§ Activity list:
a: In the birding passage, what kind of list does the writer say they don't keep?
b: Retype the birding passage between the words "As I write, a" and "of unseen insects.", inclusive, with no changes.

§ Text excerpt:

<<<<

I’ve been a birder since elementary school, although never a serious one. I don’t maintain a “life list,” and am routinely flummoxed when attempting to identify sandpipers and sea ducks. Yet, I remain fascinated by birds, this year in particular, as they seem to offer comfort during the ongoing Covid-19 pandemic. Perhaps the arrival of the familiar warm-weather species brings with it the reassurance that at least some things remain normal. The birds simply go about their lives, doing their avian things, and I gather a good measure of comfort from their existence.
As I write, a pair of ruby-throated hummingbirds are flitting about the fucsia-flowered crab-apple trees outside my office window. A flash of orange in the upper branches of the elm reminds me that the orioles are back in town. A pair of scrappy chipping sparrows are battling (or maybe mating) in the grass. The doughty Carolina wrens are creating an outsized racket along the stone wall. Barn swallows dart and dip in pursuit of unseen insects.

>>>>

§ Source data:

<<<<

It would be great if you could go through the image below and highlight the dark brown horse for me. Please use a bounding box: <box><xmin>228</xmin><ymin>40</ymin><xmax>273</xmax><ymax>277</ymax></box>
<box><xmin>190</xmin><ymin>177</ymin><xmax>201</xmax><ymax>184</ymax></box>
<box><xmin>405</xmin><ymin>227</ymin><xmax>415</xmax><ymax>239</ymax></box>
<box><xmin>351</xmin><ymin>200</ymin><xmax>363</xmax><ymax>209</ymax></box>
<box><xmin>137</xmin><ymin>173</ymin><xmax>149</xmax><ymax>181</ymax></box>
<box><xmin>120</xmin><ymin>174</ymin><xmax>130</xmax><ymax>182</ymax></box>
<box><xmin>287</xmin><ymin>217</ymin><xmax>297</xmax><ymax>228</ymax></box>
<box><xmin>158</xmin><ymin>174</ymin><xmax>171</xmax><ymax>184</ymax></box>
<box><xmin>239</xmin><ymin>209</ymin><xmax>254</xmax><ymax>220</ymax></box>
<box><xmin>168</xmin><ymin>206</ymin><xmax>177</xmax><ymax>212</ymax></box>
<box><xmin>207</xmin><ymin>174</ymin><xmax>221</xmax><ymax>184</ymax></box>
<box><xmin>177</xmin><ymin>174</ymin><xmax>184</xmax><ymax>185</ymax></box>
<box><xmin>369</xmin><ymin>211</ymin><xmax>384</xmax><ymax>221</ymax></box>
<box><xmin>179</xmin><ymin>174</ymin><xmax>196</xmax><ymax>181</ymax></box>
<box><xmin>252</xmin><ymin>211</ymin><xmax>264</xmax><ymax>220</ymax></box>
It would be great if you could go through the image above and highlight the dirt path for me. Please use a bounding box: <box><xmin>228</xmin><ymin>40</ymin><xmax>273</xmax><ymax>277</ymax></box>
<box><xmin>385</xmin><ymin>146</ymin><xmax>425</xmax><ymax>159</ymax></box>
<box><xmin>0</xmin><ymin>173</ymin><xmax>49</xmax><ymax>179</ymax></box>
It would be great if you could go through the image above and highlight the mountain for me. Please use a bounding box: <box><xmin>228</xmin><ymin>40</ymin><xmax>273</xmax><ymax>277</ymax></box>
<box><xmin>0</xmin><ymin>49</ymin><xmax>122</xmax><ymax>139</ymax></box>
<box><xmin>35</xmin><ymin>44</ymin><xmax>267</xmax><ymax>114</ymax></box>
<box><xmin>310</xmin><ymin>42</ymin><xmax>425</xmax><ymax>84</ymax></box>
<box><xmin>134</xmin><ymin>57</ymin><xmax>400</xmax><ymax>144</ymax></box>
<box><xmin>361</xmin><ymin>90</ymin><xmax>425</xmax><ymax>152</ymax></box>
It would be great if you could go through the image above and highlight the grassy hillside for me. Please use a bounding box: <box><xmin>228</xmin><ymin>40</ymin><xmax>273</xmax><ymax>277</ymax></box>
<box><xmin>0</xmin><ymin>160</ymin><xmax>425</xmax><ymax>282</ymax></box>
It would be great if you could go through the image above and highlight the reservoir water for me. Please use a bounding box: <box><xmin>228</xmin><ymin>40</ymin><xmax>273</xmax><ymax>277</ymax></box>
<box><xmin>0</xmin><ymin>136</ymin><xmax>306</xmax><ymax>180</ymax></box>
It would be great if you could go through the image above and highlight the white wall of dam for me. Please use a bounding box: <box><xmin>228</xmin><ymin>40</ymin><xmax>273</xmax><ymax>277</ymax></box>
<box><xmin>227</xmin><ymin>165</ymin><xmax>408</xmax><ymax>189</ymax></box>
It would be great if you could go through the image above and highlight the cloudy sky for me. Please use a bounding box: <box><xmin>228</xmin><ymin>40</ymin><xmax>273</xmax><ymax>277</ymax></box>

>>>>

§ Numbered responses:
a: A "life list."

b:
As I write, a pair of ruby-throated hummingbirds are flitting about the fucsia-flowered crab-apple trees outside my office window. A flash of orange in the upper branches of the elm reminds me that the orioles are back in town. A pair of scrappy chipping sparrows are battling (or maybe mating) in the grass. The doughty Carolina wrens are creating an outsized racket along the stone wall. Barn swallows dart and dip in pursuit of unseen insects.